Task to carry out >> All of the entries must be output exactly as they are.

Records for processing >>
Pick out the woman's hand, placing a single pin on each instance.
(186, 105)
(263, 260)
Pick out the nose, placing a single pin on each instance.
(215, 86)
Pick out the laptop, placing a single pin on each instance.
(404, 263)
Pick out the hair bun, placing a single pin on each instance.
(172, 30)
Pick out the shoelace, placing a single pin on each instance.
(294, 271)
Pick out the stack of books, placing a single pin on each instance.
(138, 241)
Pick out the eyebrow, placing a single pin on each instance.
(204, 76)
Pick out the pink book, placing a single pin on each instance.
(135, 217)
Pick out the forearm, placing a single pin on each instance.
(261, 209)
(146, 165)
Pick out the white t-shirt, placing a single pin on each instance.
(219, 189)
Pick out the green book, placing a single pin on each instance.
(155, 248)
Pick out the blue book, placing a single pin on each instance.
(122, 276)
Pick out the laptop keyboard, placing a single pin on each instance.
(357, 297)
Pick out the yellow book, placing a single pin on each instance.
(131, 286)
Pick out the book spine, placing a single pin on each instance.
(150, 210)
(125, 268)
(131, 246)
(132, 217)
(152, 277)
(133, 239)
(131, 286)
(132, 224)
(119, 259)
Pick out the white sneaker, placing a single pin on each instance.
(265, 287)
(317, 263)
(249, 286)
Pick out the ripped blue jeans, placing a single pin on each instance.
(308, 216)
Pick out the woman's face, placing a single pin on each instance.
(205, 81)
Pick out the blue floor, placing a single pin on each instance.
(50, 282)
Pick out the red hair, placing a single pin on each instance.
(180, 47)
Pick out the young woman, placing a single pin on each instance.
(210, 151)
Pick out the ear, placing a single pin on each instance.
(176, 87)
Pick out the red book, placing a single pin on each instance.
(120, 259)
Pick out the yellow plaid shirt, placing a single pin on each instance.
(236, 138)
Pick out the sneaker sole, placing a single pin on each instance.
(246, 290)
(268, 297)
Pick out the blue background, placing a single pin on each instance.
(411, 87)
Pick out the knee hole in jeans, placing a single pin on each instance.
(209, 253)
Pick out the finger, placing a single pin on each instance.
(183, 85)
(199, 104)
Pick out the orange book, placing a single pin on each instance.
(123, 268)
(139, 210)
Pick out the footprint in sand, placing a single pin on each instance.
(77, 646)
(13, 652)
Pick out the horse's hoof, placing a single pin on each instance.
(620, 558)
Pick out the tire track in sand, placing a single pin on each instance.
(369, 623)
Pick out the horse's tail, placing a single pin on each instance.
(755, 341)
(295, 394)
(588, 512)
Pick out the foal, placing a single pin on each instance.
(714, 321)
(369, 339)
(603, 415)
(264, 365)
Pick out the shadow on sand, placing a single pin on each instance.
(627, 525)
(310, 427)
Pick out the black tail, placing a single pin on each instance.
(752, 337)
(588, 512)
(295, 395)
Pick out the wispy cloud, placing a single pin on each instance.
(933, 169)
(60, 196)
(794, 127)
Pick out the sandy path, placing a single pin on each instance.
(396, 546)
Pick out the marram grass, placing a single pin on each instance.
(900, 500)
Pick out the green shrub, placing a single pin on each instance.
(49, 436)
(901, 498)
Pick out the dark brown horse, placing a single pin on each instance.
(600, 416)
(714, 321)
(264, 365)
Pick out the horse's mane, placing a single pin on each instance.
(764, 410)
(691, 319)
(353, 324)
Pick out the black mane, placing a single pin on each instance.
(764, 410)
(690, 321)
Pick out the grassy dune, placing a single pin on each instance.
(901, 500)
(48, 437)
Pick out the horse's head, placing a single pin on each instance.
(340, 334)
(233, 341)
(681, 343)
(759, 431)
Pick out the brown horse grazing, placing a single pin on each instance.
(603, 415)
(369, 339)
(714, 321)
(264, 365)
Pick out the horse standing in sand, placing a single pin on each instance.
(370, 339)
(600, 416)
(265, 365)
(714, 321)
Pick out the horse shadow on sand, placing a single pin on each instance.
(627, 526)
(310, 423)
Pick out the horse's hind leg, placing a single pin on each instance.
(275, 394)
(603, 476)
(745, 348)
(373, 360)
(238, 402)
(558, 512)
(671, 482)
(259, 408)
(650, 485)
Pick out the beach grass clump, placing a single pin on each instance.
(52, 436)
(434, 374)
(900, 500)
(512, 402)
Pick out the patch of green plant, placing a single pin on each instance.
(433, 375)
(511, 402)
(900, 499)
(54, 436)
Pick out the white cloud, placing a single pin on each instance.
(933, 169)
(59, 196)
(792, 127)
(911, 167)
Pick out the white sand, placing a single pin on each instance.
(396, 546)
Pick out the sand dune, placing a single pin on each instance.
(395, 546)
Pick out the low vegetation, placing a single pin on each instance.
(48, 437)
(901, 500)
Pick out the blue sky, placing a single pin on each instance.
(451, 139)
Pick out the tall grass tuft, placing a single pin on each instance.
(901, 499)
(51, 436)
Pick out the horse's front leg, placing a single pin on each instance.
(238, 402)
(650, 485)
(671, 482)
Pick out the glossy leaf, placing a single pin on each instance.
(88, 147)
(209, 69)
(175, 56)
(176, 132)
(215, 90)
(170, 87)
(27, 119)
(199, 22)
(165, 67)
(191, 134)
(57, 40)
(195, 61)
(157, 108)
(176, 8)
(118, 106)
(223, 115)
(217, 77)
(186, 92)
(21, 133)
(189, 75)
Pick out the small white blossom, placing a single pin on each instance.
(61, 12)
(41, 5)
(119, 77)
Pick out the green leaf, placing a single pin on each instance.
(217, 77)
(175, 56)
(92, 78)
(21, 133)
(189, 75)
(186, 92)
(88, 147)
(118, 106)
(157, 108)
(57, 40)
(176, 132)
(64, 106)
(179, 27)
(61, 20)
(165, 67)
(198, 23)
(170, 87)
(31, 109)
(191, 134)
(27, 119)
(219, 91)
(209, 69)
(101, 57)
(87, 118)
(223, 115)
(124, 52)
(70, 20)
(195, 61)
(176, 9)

Solution to this task >>
Pick out the woman's hand, placing a single pin on each instance.
(186, 105)
(263, 260)
Pick out the nose, placing a single pin on each instance.
(215, 86)
Pick out the laptop, placing a single pin on each instance.
(404, 263)
Pick out the hair bun, placing a single pin on each instance.
(172, 30)
Pick out the shoelace, placing a single pin on each instance.
(294, 271)
Pick out the stack of books, placing a single pin on each instance.
(138, 241)
Pick out the eyebrow, placing a single pin on each instance.
(204, 76)
Pick out the pink book, placing a single pin on each instance.
(135, 217)
Pick out the forearm, placing a single pin on each instance.
(261, 209)
(146, 165)
Pick out the white t-shirt, placing a single pin on each instance.
(219, 189)
Pick out the green book, placing a single pin on each instance.
(155, 248)
Pick out the blue book, placing a single pin on each instance.
(122, 276)
Pick out the laptop keyboard, placing a single pin on each instance.
(357, 297)
Pick out the yellow book, placing a single pin on each instance.
(131, 286)
Pick out the book spine, placing a single pin on each instance.
(150, 210)
(125, 268)
(131, 246)
(132, 217)
(152, 277)
(133, 239)
(131, 286)
(132, 224)
(119, 259)
Pick out the white sneaker, placing a single pin on each instance.
(265, 287)
(317, 263)
(249, 286)
Pick out the ripped blue jeans, placing a single pin on each instance.
(308, 216)
Pick out the woman's face, placing a single pin on each instance.
(205, 81)
Pick out the blue floor, placing a single pin on each instance.
(50, 282)
Pick out the red hair, placing a single pin on each instance.
(180, 47)
Pick out the young woman, placing a single pin on each instance.
(210, 151)
Pick out the ear, placing a single pin on each instance.
(176, 87)
Pick out the red book, placing a single pin on each instance.
(120, 259)
Pick out the yellow plaid shirt, placing a single pin on each instance.
(236, 138)
Pick out the sneaker sole, placing a single pin on each instance.
(246, 290)
(268, 297)
Pick out the blue background, placing a single pin on each instance.
(411, 87)
Pick out the knee hole in jeans, placing a single pin on each instance.
(209, 253)
Pick out the finger, placing a single pin on each instance.
(183, 85)
(199, 104)
Pick out the orange book, placing a single pin on each instance.
(123, 268)
(139, 210)
Pick out the footprint in sand, placing a single pin on each instance.
(77, 646)
(13, 652)
Pick out the horse's hoof, placing a single pin on each instance.
(620, 558)
Pick out the tire track in sand, placing a single pin on each instance.
(369, 623)
Pick out the horse's tail, placing a single pin on each instance.
(755, 341)
(295, 394)
(588, 512)
Pick out the foal, placing a single pin on each instance.
(714, 321)
(369, 339)
(603, 415)
(264, 365)
Pick out the shadow on sand, placing a single pin on each instance.
(627, 525)
(310, 427)
Pick out the black tail, placing a single pin on each instance.
(752, 337)
(588, 512)
(295, 395)
Pick out the wispy cloud, placing a single pin on each instance.
(933, 169)
(60, 196)
(794, 127)
Pick out the sandy path, placing a single pin on each instance.
(396, 546)
Pick out the marram grass, placing a single pin on each instance.
(900, 500)
Pick out the green shrub, placing a single pin on each instance.
(49, 436)
(901, 498)
Pick out the dark brown horse, placing a single pin on each instance.
(600, 416)
(714, 321)
(264, 365)
Pick out the horse's mane, placing a single pin on each instance.
(764, 410)
(691, 319)
(353, 324)
Pick out the black mane, placing a single pin on each instance.
(764, 410)
(690, 321)
Pick out the grassy dune, placing a single pin on each instance.
(901, 500)
(48, 437)
Pick out the horse's head, placing a single pin on each instance.
(340, 334)
(233, 341)
(681, 343)
(759, 431)
Pick out the brown horse grazing, placing a single pin on each instance.
(603, 415)
(369, 339)
(714, 321)
(264, 365)
Pick out the horse standing in sand, placing a single pin on each instance.
(370, 339)
(600, 416)
(265, 365)
(714, 321)
Pick out the horse shadow on sand, placing a single pin on each instance.
(627, 526)
(310, 423)
Pick out the horse's hind leg, placing a single pin on each instance.
(275, 394)
(603, 476)
(745, 348)
(373, 360)
(238, 402)
(558, 512)
(671, 482)
(259, 408)
(650, 485)
Pick out the beach grass clump, placing a single pin on each instance.
(52, 436)
(434, 374)
(900, 500)
(512, 402)
Pick out the patch of green plant, placing a single pin on each instance.
(433, 375)
(511, 402)
(900, 499)
(54, 436)
Pick out the white cloud, placing a single pin on each instance.
(933, 169)
(59, 196)
(792, 127)
(911, 167)
Pick out the white sand, placing a single pin on each instance.
(396, 546)
Pick out the sand dune, placing a single pin on each instance.
(395, 546)
Pick out the low vegetation, placing a single pin on each instance.
(48, 437)
(901, 500)
Pick out the blue sky, placing a single pin on each instance.
(451, 139)
Pick out the tall grass tuft, placing a single pin on each instance.
(901, 499)
(51, 436)
Pick out the horse's front leg, placing a single pin on each instance.
(238, 402)
(650, 485)
(671, 482)
Pick out the glossy leaf, placing a single pin on each instance.
(88, 147)
(209, 69)
(175, 56)
(176, 132)
(215, 90)
(170, 87)
(27, 119)
(199, 22)
(165, 67)
(191, 134)
(57, 40)
(195, 61)
(157, 108)
(176, 8)
(118, 106)
(223, 115)
(217, 77)
(186, 92)
(21, 133)
(189, 75)
Pick out the small white blossom, placing a single pin on each instance.
(61, 12)
(41, 5)
(119, 77)
Pick out the green leaf, placing a single pin on each instance.
(217, 77)
(175, 56)
(92, 78)
(21, 133)
(189, 75)
(186, 92)
(88, 147)
(118, 106)
(157, 108)
(57, 40)
(176, 132)
(64, 106)
(179, 27)
(61, 20)
(165, 67)
(198, 23)
(170, 87)
(31, 109)
(191, 134)
(27, 119)
(219, 91)
(209, 69)
(101, 57)
(87, 118)
(223, 115)
(124, 52)
(70, 20)
(195, 61)
(176, 9)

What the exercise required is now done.